-- Task objective --
Repeat the part of the profile of Jackeline Duron below, starting with "Duron is currently" and going on through "racial justice issues.", copying every word as it appears.

Just last month, Jackeline Duron, 29, was in the running among the three dozen candidates for the Ward 5 Reno City Council seat which fell vacant after Neoma Jordan abruptly stepped down to head the Downtown Reno Partnership non-profit.
Duron was among the top 11 candidates who got at least one vote as part of the internal selection process by council members, minus Jenny Brekhus who boycotted the process.
And then in a flash it was over, despite a stirring speech via Zoom.
At a public meeting on August 25th, after hearing from some of the candidates and their supporters, the Council finally chose Alexander Goff, Elliot Malin and Kathleen Taylor as the top three finalists to move on for community meet and greets ahead of a decisive interview process and announcement on September 7th.
While the three candidates have since talked about the need for affordable housing, Duron has lived experience, having been unhoused while she was a teenager in high school. After her grandmother had a stroke in Central America, her mom left the United States for a while, and the family could no longer afford their apartment. She ended up moving every other week from one place to another, and at one point sleeping in parking lots in an old Saturn her father had bought for her for several hundred dollars.
“When I was unhoused, all I needed was a home,” Duron, who grew up in Sparks, said. “Folks don’t just need me, but they need more of us there,” Duron said of the Council, and having a voice included for low income residents.
Duron believes that the people who are closest to a problem are also closest to providing solutions for it. She says Council will be missing out on her recent experience of balancing multiple jobs and rising rents, and then having to quit school to make money. She also has many links with residents who were previously or are currently undocumented, giving her needed perspectives on vulnerable populations.
Duron is currently a community organizer and activist fighting for reproductive rights and abortion access in the state of Nevada and nationally. As a woman of color she has also worked on immigration and racial justice issues.
While her day job is with a large reproductive rights organization, she says her passion is serving as board Vice President of the Wild West Access Fund of Nevada. The group, the state’s largest abortion fund, is an all volunteer organization supporting those seeking abortions in Nevada, who are either traveling into the state or who live here and need support.
“We support folks with … travel, if they need it, by either booking their flights or trying to get them gas cards or even things like I did, I think several months ago now, but I drove someone from Reno from their home to West End, which is one of the abortion clinics in town, and stayed with them and drove them home,” she said.
Duron said that following the Supreme Court decision to overturn federal abortion protections, Nevada has seen an influx of travelers coming from nearby restrictive states.
Duron is no longer in the Ward 5 race but with her passion for many hot button issues, she has not given up entirely on the possibility of running for office in the future. She hopes whoever does get selected will place “people before profit.”

-- Material provided --
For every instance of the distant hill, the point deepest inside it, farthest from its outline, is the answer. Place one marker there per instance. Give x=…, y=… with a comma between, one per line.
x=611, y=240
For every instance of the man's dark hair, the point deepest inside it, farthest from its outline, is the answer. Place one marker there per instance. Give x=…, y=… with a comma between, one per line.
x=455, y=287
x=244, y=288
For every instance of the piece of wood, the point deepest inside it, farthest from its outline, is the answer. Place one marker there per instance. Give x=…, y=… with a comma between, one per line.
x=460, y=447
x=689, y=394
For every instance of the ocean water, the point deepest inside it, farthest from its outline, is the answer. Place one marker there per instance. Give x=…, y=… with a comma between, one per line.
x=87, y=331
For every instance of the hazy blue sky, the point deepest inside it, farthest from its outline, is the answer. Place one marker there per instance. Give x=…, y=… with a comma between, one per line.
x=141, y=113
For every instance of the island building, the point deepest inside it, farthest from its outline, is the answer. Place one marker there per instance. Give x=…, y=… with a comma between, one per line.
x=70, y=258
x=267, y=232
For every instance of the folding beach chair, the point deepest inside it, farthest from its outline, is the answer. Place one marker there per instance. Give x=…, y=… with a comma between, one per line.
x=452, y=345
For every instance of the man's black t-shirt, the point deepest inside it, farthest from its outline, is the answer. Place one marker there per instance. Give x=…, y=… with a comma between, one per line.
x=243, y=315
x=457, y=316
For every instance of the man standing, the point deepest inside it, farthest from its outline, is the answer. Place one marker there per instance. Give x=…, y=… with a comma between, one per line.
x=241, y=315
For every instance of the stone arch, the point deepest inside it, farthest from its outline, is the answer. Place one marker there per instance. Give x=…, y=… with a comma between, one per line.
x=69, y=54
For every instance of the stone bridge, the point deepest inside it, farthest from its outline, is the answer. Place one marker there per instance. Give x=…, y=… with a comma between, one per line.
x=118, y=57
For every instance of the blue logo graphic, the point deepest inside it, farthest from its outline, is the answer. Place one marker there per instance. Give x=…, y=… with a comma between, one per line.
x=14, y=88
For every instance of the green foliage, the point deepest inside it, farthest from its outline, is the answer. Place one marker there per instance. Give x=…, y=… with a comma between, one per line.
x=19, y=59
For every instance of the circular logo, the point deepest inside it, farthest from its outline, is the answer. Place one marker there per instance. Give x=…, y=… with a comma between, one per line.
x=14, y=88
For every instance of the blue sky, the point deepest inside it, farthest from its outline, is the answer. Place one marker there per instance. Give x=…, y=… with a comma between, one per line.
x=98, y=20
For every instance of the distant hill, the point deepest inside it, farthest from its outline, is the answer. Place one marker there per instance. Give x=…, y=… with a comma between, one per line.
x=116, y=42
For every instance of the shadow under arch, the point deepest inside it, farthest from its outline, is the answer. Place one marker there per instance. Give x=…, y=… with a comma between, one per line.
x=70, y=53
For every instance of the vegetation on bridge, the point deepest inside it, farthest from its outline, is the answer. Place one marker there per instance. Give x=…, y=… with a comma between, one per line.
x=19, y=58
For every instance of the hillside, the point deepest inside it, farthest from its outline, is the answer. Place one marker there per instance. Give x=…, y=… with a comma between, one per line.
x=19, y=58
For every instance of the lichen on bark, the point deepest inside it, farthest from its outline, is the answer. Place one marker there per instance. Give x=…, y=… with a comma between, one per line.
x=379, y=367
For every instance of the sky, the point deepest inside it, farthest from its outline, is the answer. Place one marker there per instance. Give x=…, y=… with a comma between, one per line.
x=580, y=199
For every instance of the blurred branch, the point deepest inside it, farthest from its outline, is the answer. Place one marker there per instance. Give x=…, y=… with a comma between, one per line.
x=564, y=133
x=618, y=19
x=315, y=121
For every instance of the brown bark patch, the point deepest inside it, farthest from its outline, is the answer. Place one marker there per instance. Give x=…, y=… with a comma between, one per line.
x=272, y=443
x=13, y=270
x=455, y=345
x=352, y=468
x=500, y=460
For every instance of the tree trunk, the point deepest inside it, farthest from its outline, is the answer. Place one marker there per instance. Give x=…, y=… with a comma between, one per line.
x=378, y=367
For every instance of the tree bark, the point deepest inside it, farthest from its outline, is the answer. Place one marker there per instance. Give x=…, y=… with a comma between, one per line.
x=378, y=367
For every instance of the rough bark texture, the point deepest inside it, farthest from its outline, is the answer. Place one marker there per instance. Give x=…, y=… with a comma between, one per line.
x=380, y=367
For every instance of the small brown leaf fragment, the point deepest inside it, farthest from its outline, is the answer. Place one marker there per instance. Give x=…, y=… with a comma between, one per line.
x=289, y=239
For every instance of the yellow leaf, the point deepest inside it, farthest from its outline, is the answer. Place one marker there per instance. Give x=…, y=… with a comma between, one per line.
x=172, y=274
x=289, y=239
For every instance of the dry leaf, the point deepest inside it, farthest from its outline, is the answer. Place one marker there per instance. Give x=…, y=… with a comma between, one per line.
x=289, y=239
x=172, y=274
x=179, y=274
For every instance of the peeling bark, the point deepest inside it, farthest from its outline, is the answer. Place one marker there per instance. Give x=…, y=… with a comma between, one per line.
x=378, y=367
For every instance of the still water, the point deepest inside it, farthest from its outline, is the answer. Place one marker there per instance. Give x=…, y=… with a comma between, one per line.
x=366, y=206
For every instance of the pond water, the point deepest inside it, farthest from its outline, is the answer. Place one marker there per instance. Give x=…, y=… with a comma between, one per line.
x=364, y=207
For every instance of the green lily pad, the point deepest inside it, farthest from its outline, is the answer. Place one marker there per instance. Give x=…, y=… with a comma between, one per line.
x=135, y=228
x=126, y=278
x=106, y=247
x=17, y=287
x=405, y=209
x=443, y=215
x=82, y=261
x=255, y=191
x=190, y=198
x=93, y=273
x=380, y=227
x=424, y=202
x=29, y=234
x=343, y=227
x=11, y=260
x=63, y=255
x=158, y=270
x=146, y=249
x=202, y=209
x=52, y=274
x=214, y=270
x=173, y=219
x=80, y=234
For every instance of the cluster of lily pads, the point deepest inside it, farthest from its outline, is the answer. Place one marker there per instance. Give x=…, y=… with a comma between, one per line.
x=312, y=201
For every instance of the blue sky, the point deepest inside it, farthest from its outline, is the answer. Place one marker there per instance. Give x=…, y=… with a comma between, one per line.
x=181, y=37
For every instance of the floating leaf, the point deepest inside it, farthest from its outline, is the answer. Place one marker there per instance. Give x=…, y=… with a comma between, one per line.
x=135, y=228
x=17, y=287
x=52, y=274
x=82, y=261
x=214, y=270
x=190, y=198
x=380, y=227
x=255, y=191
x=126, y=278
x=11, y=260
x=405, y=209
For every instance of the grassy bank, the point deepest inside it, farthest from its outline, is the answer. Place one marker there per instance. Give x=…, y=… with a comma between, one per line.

-- Output below --
Duron is currently a community organizer and activist fighting for reproductive rights and abortion access in the state of Nevada and nationally. As a woman of color she has also worked on immigration and racial justice issues.